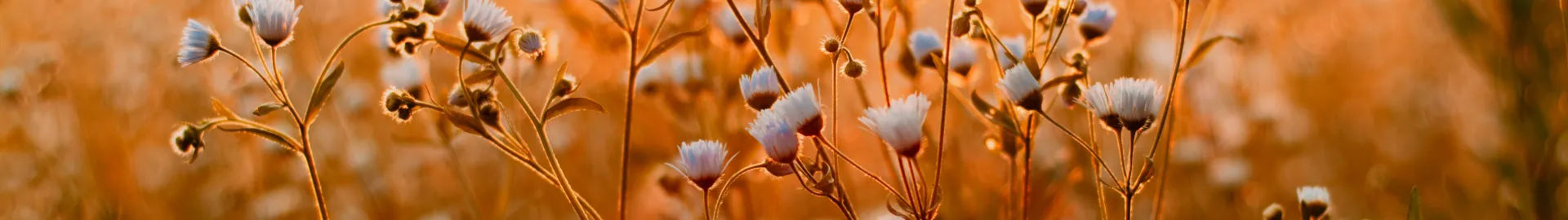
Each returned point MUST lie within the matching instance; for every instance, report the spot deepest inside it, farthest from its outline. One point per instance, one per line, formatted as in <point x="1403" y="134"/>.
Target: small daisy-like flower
--
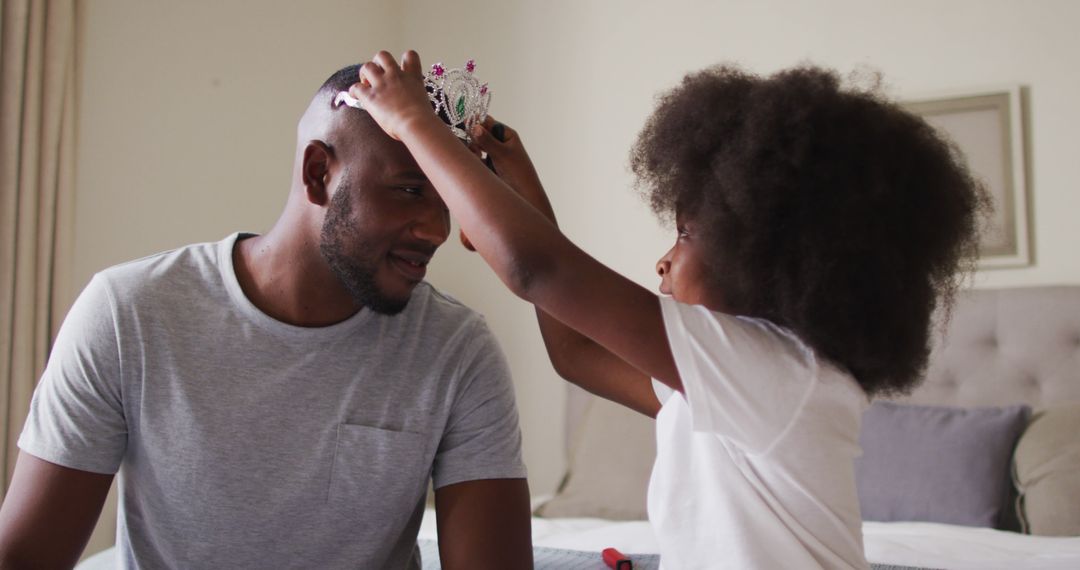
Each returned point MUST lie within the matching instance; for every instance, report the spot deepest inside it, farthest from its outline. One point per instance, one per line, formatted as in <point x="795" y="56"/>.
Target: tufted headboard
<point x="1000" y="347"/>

To do: All lines in the preceding records that hold the word "Each" need to be copied.

Result:
Each returned point MUST lie within the matching instance; for every instance, report the spot deepest inside it, farthest from its outline. One point per instance, one per line, formatted as in <point x="1403" y="134"/>.
Each returned point MUST lie within the matching instance; for every instance, report the spot deepest inside it, farthest from its outline. One point per instance, one per line, formatted as in <point x="795" y="56"/>.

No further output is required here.